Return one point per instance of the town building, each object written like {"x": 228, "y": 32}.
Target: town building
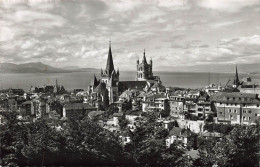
{"x": 145, "y": 70}
{"x": 236, "y": 107}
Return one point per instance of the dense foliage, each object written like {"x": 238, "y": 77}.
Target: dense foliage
{"x": 72, "y": 142}
{"x": 238, "y": 149}
{"x": 220, "y": 128}
{"x": 148, "y": 147}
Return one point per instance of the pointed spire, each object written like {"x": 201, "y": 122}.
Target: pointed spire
{"x": 144, "y": 58}
{"x": 236, "y": 77}
{"x": 94, "y": 82}
{"x": 110, "y": 64}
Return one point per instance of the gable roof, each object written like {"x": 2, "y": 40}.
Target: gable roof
{"x": 100, "y": 88}
{"x": 177, "y": 131}
{"x": 94, "y": 82}
{"x": 124, "y": 85}
{"x": 156, "y": 96}
{"x": 78, "y": 106}
{"x": 110, "y": 64}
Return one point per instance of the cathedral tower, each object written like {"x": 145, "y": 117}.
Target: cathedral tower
{"x": 110, "y": 77}
{"x": 144, "y": 70}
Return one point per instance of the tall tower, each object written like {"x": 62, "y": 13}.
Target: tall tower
{"x": 236, "y": 82}
{"x": 110, "y": 77}
{"x": 144, "y": 70}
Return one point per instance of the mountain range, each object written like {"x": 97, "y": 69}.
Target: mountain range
{"x": 38, "y": 67}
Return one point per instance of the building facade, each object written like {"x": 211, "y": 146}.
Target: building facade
{"x": 237, "y": 108}
{"x": 144, "y": 70}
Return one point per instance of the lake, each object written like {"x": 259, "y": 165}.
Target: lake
{"x": 82, "y": 79}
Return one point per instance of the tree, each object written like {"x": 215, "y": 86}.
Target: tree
{"x": 148, "y": 145}
{"x": 123, "y": 123}
{"x": 238, "y": 150}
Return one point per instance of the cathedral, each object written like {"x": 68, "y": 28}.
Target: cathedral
{"x": 109, "y": 79}
{"x": 145, "y": 70}
{"x": 108, "y": 88}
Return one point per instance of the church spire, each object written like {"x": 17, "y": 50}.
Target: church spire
{"x": 236, "y": 81}
{"x": 144, "y": 58}
{"x": 110, "y": 64}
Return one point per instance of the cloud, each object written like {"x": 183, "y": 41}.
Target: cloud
{"x": 227, "y": 6}
{"x": 174, "y": 33}
{"x": 61, "y": 59}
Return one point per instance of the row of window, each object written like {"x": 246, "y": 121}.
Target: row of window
{"x": 221, "y": 113}
{"x": 234, "y": 104}
{"x": 244, "y": 118}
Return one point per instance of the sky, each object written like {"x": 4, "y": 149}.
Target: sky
{"x": 176, "y": 34}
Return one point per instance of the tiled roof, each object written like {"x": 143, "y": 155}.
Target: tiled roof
{"x": 118, "y": 114}
{"x": 156, "y": 96}
{"x": 176, "y": 131}
{"x": 93, "y": 114}
{"x": 235, "y": 97}
{"x": 100, "y": 88}
{"x": 124, "y": 85}
{"x": 78, "y": 106}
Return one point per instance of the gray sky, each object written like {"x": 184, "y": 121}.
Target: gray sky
{"x": 174, "y": 33}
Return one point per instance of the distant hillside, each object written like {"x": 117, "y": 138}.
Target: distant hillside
{"x": 78, "y": 69}
{"x": 218, "y": 68}
{"x": 37, "y": 67}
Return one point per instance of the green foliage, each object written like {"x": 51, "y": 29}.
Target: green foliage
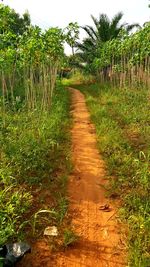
{"x": 104, "y": 30}
{"x": 122, "y": 119}
{"x": 72, "y": 34}
{"x": 32, "y": 148}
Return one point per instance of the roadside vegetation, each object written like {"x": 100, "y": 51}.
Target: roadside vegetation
{"x": 34, "y": 129}
{"x": 121, "y": 117}
{"x": 111, "y": 66}
{"x": 119, "y": 103}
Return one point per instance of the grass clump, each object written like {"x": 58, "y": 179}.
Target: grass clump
{"x": 34, "y": 153}
{"x": 122, "y": 120}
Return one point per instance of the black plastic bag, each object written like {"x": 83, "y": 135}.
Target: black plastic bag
{"x": 12, "y": 253}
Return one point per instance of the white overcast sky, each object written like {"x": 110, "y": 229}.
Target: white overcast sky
{"x": 51, "y": 13}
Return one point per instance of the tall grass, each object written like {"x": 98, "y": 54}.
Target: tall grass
{"x": 33, "y": 150}
{"x": 122, "y": 120}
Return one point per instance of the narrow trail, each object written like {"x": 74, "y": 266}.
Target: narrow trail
{"x": 100, "y": 243}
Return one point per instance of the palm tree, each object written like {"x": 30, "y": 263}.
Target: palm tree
{"x": 104, "y": 30}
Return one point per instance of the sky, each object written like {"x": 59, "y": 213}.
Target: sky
{"x": 52, "y": 13}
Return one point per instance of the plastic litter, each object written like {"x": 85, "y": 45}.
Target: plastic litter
{"x": 51, "y": 231}
{"x": 12, "y": 253}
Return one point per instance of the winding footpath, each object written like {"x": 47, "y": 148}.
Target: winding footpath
{"x": 94, "y": 217}
{"x": 100, "y": 243}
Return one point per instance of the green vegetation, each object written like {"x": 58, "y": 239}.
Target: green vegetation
{"x": 122, "y": 120}
{"x": 35, "y": 122}
{"x": 34, "y": 156}
{"x": 34, "y": 128}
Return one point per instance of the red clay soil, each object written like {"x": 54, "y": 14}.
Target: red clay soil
{"x": 100, "y": 243}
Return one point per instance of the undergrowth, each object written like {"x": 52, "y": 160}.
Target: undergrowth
{"x": 122, "y": 120}
{"x": 34, "y": 164}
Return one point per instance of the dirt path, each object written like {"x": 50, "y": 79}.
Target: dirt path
{"x": 100, "y": 242}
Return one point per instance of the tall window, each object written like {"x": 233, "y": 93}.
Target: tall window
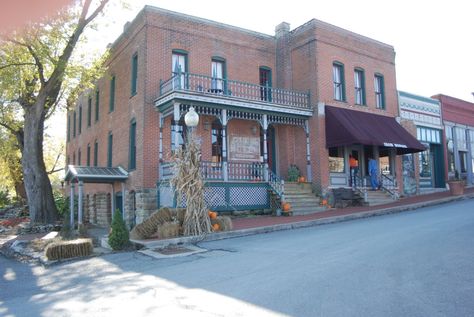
{"x": 74, "y": 125}
{"x": 89, "y": 111}
{"x": 112, "y": 94}
{"x": 133, "y": 147}
{"x": 109, "y": 149}
{"x": 96, "y": 153}
{"x": 179, "y": 67}
{"x": 133, "y": 87}
{"x": 97, "y": 95}
{"x": 265, "y": 81}
{"x": 338, "y": 81}
{"x": 88, "y": 158}
{"x": 218, "y": 75}
{"x": 379, "y": 92}
{"x": 216, "y": 140}
{"x": 68, "y": 127}
{"x": 80, "y": 120}
{"x": 359, "y": 86}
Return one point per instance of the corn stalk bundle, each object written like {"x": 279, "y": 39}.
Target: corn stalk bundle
{"x": 189, "y": 186}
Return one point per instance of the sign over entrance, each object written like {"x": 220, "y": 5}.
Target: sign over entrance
{"x": 244, "y": 148}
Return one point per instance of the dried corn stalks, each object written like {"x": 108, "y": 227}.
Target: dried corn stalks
{"x": 189, "y": 186}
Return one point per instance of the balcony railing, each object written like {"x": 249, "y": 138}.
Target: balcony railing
{"x": 230, "y": 88}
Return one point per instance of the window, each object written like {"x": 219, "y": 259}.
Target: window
{"x": 80, "y": 119}
{"x": 88, "y": 158}
{"x": 379, "y": 92}
{"x": 218, "y": 75}
{"x": 68, "y": 127}
{"x": 450, "y": 147}
{"x": 359, "y": 86}
{"x": 178, "y": 67}
{"x": 338, "y": 81}
{"x": 112, "y": 94}
{"x": 216, "y": 139}
{"x": 109, "y": 149}
{"x": 97, "y": 95}
{"x": 265, "y": 76}
{"x": 336, "y": 160}
{"x": 96, "y": 153}
{"x": 89, "y": 111}
{"x": 133, "y": 147}
{"x": 133, "y": 87}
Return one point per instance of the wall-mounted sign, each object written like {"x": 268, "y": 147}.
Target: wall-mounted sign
{"x": 244, "y": 148}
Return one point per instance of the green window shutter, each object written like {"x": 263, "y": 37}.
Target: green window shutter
{"x": 96, "y": 153}
{"x": 134, "y": 75}
{"x": 133, "y": 147}
{"x": 97, "y": 105}
{"x": 89, "y": 111}
{"x": 80, "y": 120}
{"x": 112, "y": 94}
{"x": 109, "y": 150}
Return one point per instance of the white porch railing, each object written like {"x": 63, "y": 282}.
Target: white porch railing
{"x": 231, "y": 88}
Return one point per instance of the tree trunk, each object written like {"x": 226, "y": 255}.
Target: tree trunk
{"x": 37, "y": 185}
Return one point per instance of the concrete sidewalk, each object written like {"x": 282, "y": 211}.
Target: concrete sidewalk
{"x": 264, "y": 224}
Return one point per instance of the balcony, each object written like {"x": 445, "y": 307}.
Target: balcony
{"x": 203, "y": 88}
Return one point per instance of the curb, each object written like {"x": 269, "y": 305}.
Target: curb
{"x": 299, "y": 224}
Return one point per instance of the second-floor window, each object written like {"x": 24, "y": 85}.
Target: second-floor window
{"x": 359, "y": 86}
{"x": 178, "y": 67}
{"x": 133, "y": 88}
{"x": 379, "y": 92}
{"x": 338, "y": 81}
{"x": 217, "y": 73}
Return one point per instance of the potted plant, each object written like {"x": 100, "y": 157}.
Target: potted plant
{"x": 456, "y": 185}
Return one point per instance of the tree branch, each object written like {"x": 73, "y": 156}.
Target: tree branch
{"x": 16, "y": 64}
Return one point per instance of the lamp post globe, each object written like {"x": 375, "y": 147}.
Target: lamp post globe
{"x": 191, "y": 119}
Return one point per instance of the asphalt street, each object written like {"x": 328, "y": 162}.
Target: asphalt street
{"x": 418, "y": 263}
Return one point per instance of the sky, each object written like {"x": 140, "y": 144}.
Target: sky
{"x": 433, "y": 40}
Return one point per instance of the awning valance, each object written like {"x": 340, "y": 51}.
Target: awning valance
{"x": 347, "y": 127}
{"x": 95, "y": 174}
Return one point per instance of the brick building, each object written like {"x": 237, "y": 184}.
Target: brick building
{"x": 306, "y": 98}
{"x": 458, "y": 120}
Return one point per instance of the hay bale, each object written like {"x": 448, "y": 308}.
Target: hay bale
{"x": 148, "y": 227}
{"x": 178, "y": 215}
{"x": 224, "y": 222}
{"x": 69, "y": 249}
{"x": 168, "y": 230}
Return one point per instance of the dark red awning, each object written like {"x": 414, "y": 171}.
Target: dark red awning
{"x": 347, "y": 127}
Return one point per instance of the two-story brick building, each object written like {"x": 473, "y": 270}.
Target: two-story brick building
{"x": 307, "y": 97}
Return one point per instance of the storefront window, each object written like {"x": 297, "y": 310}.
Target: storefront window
{"x": 336, "y": 160}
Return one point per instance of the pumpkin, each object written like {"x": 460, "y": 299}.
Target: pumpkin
{"x": 286, "y": 207}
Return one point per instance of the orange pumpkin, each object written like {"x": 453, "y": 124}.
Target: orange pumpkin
{"x": 286, "y": 207}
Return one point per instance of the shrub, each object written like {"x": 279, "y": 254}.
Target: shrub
{"x": 118, "y": 237}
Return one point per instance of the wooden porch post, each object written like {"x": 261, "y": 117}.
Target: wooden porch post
{"x": 265, "y": 150}
{"x": 224, "y": 145}
{"x": 308, "y": 153}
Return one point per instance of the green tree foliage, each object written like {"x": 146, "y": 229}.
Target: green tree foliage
{"x": 39, "y": 72}
{"x": 119, "y": 236}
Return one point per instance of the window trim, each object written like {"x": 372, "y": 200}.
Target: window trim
{"x": 382, "y": 106}
{"x": 362, "y": 86}
{"x": 132, "y": 149}
{"x": 342, "y": 83}
{"x": 134, "y": 75}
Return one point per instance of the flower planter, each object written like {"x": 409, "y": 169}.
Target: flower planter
{"x": 456, "y": 187}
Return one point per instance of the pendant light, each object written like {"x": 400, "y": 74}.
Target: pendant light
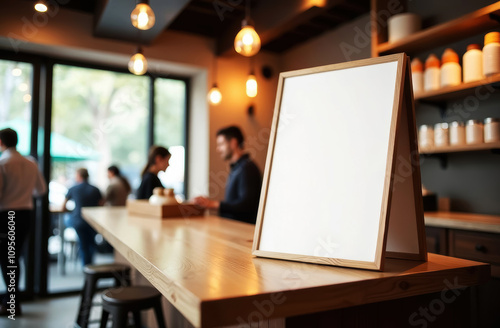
{"x": 251, "y": 85}
{"x": 138, "y": 64}
{"x": 41, "y": 6}
{"x": 142, "y": 16}
{"x": 214, "y": 95}
{"x": 247, "y": 41}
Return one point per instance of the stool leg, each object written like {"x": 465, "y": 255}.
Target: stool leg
{"x": 159, "y": 314}
{"x": 120, "y": 319}
{"x": 122, "y": 279}
{"x": 137, "y": 319}
{"x": 86, "y": 302}
{"x": 104, "y": 318}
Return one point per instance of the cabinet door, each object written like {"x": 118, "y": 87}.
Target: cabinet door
{"x": 436, "y": 240}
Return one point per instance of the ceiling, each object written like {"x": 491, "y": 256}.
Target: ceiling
{"x": 282, "y": 24}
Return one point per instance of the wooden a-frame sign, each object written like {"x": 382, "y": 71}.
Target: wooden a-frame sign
{"x": 342, "y": 179}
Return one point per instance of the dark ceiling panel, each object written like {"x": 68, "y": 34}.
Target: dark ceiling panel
{"x": 213, "y": 19}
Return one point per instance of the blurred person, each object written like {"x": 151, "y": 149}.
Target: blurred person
{"x": 83, "y": 194}
{"x": 118, "y": 188}
{"x": 20, "y": 180}
{"x": 158, "y": 160}
{"x": 241, "y": 200}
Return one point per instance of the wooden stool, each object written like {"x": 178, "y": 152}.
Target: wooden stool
{"x": 121, "y": 274}
{"x": 120, "y": 301}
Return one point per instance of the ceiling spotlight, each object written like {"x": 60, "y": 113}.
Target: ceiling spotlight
{"x": 41, "y": 6}
{"x": 142, "y": 16}
{"x": 138, "y": 64}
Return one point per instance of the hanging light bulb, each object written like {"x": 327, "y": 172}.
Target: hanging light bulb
{"x": 214, "y": 95}
{"x": 251, "y": 85}
{"x": 142, "y": 16}
{"x": 247, "y": 41}
{"x": 41, "y": 6}
{"x": 138, "y": 64}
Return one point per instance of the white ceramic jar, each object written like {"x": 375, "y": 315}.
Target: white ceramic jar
{"x": 491, "y": 53}
{"x": 492, "y": 129}
{"x": 441, "y": 135}
{"x": 425, "y": 136}
{"x": 451, "y": 72}
{"x": 432, "y": 74}
{"x": 474, "y": 132}
{"x": 473, "y": 63}
{"x": 457, "y": 133}
{"x": 402, "y": 25}
{"x": 417, "y": 75}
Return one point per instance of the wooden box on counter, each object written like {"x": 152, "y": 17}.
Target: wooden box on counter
{"x": 143, "y": 207}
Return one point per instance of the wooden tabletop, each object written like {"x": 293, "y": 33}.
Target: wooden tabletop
{"x": 464, "y": 221}
{"x": 204, "y": 267}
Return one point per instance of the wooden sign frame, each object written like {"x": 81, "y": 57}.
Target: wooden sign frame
{"x": 401, "y": 229}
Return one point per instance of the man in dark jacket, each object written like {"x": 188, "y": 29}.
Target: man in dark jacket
{"x": 241, "y": 201}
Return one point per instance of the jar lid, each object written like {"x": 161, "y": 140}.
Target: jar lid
{"x": 449, "y": 56}
{"x": 425, "y": 127}
{"x": 432, "y": 61}
{"x": 440, "y": 126}
{"x": 417, "y": 65}
{"x": 491, "y": 120}
{"x": 474, "y": 122}
{"x": 492, "y": 37}
{"x": 456, "y": 123}
{"x": 473, "y": 46}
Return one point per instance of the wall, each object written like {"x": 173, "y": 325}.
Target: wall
{"x": 350, "y": 41}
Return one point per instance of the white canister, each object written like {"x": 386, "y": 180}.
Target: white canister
{"x": 474, "y": 132}
{"x": 451, "y": 72}
{"x": 425, "y": 136}
{"x": 432, "y": 74}
{"x": 491, "y": 54}
{"x": 473, "y": 63}
{"x": 441, "y": 135}
{"x": 402, "y": 25}
{"x": 417, "y": 75}
{"x": 457, "y": 133}
{"x": 492, "y": 129}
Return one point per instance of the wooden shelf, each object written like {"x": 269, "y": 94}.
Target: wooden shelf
{"x": 464, "y": 221}
{"x": 458, "y": 29}
{"x": 477, "y": 88}
{"x": 454, "y": 149}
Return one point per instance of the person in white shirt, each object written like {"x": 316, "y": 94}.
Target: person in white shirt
{"x": 20, "y": 180}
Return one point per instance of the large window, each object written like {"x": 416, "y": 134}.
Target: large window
{"x": 98, "y": 117}
{"x": 170, "y": 122}
{"x": 15, "y": 113}
{"x": 15, "y": 100}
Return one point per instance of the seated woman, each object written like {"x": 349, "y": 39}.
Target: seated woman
{"x": 118, "y": 188}
{"x": 157, "y": 161}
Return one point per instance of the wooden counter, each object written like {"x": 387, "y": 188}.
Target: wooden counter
{"x": 204, "y": 267}
{"x": 463, "y": 221}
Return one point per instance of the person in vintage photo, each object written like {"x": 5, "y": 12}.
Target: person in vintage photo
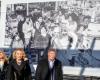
{"x": 49, "y": 68}
{"x": 3, "y": 66}
{"x": 28, "y": 30}
{"x": 20, "y": 27}
{"x": 19, "y": 68}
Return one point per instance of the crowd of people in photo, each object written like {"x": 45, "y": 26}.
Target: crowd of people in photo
{"x": 62, "y": 29}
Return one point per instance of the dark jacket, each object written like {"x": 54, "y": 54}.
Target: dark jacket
{"x": 3, "y": 72}
{"x": 43, "y": 71}
{"x": 19, "y": 72}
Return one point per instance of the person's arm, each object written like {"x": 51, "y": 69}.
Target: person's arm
{"x": 38, "y": 72}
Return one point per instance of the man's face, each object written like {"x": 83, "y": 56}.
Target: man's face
{"x": 51, "y": 55}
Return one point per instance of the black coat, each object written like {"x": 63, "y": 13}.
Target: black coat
{"x": 19, "y": 72}
{"x": 3, "y": 73}
{"x": 43, "y": 71}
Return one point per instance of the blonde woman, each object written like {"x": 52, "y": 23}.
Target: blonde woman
{"x": 19, "y": 68}
{"x": 3, "y": 66}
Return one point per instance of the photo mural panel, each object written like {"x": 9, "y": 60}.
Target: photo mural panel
{"x": 71, "y": 27}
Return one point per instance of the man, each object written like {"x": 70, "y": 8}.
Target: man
{"x": 50, "y": 68}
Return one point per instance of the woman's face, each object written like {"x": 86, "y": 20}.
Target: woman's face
{"x": 40, "y": 19}
{"x": 70, "y": 18}
{"x": 19, "y": 55}
{"x": 27, "y": 20}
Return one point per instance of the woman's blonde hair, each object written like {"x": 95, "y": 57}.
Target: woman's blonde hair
{"x": 4, "y": 56}
{"x": 23, "y": 52}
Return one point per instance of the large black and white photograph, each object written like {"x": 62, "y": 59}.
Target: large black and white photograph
{"x": 72, "y": 27}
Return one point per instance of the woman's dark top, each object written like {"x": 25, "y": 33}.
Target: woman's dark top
{"x": 19, "y": 72}
{"x": 3, "y": 72}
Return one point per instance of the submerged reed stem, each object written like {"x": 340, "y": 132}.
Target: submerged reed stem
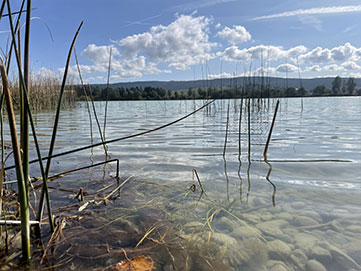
{"x": 22, "y": 194}
{"x": 226, "y": 137}
{"x": 271, "y": 129}
{"x": 55, "y": 128}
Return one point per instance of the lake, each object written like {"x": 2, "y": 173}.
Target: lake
{"x": 298, "y": 210}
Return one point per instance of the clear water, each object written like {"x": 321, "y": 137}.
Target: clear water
{"x": 299, "y": 211}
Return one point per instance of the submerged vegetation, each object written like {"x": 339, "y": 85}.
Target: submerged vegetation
{"x": 107, "y": 219}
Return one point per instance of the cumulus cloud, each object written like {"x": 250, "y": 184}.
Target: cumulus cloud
{"x": 349, "y": 65}
{"x": 182, "y": 43}
{"x": 312, "y": 11}
{"x": 220, "y": 75}
{"x": 264, "y": 52}
{"x": 333, "y": 67}
{"x": 237, "y": 34}
{"x": 319, "y": 55}
{"x": 285, "y": 68}
{"x": 99, "y": 54}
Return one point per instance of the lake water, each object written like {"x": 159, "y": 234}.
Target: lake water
{"x": 299, "y": 210}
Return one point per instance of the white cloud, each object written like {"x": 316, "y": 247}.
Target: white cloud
{"x": 313, "y": 68}
{"x": 237, "y": 34}
{"x": 182, "y": 43}
{"x": 99, "y": 54}
{"x": 319, "y": 55}
{"x": 333, "y": 67}
{"x": 286, "y": 68}
{"x": 220, "y": 75}
{"x": 266, "y": 53}
{"x": 349, "y": 65}
{"x": 313, "y": 11}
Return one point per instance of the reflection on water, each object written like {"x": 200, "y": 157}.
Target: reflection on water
{"x": 299, "y": 210}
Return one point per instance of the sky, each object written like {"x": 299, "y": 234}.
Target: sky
{"x": 186, "y": 40}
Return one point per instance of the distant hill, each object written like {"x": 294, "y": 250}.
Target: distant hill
{"x": 308, "y": 84}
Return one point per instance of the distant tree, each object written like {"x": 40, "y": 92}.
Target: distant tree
{"x": 319, "y": 90}
{"x": 350, "y": 85}
{"x": 291, "y": 91}
{"x": 336, "y": 85}
{"x": 301, "y": 91}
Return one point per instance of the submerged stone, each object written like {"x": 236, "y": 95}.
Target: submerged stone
{"x": 314, "y": 265}
{"x": 301, "y": 221}
{"x": 278, "y": 250}
{"x": 299, "y": 258}
{"x": 320, "y": 254}
{"x": 272, "y": 228}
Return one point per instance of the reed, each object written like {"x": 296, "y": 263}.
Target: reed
{"x": 23, "y": 196}
{"x": 107, "y": 90}
{"x": 249, "y": 129}
{"x": 226, "y": 136}
{"x": 56, "y": 121}
{"x": 271, "y": 129}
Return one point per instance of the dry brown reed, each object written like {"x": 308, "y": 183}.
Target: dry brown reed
{"x": 44, "y": 94}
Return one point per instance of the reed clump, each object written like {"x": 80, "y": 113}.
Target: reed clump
{"x": 44, "y": 94}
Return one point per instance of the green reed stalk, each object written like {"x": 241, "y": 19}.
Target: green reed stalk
{"x": 97, "y": 121}
{"x": 107, "y": 90}
{"x": 2, "y": 131}
{"x": 121, "y": 138}
{"x": 86, "y": 96}
{"x": 271, "y": 129}
{"x": 249, "y": 130}
{"x": 240, "y": 127}
{"x": 25, "y": 118}
{"x": 55, "y": 128}
{"x": 27, "y": 106}
{"x": 23, "y": 196}
{"x": 226, "y": 137}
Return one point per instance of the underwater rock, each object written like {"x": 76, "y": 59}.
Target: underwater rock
{"x": 285, "y": 216}
{"x": 266, "y": 217}
{"x": 272, "y": 228}
{"x": 244, "y": 232}
{"x": 341, "y": 258}
{"x": 225, "y": 225}
{"x": 305, "y": 242}
{"x": 298, "y": 205}
{"x": 223, "y": 239}
{"x": 278, "y": 250}
{"x": 320, "y": 254}
{"x": 193, "y": 226}
{"x": 314, "y": 265}
{"x": 251, "y": 218}
{"x": 299, "y": 258}
{"x": 314, "y": 215}
{"x": 301, "y": 221}
{"x": 354, "y": 228}
{"x": 353, "y": 249}
{"x": 277, "y": 266}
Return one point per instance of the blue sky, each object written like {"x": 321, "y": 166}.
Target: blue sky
{"x": 186, "y": 40}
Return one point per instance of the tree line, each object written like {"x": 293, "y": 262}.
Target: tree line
{"x": 339, "y": 88}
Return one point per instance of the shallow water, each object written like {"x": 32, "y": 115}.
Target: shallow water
{"x": 298, "y": 211}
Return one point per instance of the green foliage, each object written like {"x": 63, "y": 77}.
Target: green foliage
{"x": 250, "y": 89}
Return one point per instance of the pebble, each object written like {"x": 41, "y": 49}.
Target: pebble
{"x": 302, "y": 221}
{"x": 299, "y": 258}
{"x": 314, "y": 265}
{"x": 272, "y": 228}
{"x": 278, "y": 250}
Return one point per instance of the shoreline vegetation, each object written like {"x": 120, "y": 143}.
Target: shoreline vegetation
{"x": 340, "y": 87}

§ Task to complete: Starting at the line with "Return one point per instance of the blue", copy every line up to and including the last one in the entries above.

§ Correct response:
Return one point per instance of the blue sky, each object written like {"x": 321, "y": 166}.
Target: blue sky
{"x": 186, "y": 40}
Return one point per instance of the tree line, each object written like {"x": 293, "y": 262}.
Target: tree line
{"x": 339, "y": 88}
Return one point per instance of the shallow water, each object written like {"x": 32, "y": 115}.
Target: shallow water
{"x": 298, "y": 211}
Return one point per instance of the green foliage, each object written like {"x": 63, "y": 77}.
Target: green foliage
{"x": 250, "y": 89}
Return one point per instance of the pebble, each object written like {"x": 41, "y": 49}.
Target: pebble
{"x": 302, "y": 221}
{"x": 299, "y": 258}
{"x": 314, "y": 265}
{"x": 272, "y": 228}
{"x": 278, "y": 250}
Return one point per instance of the shoreline vegetation, each object written like {"x": 120, "y": 143}.
Target: shoreline vegetation
{"x": 340, "y": 87}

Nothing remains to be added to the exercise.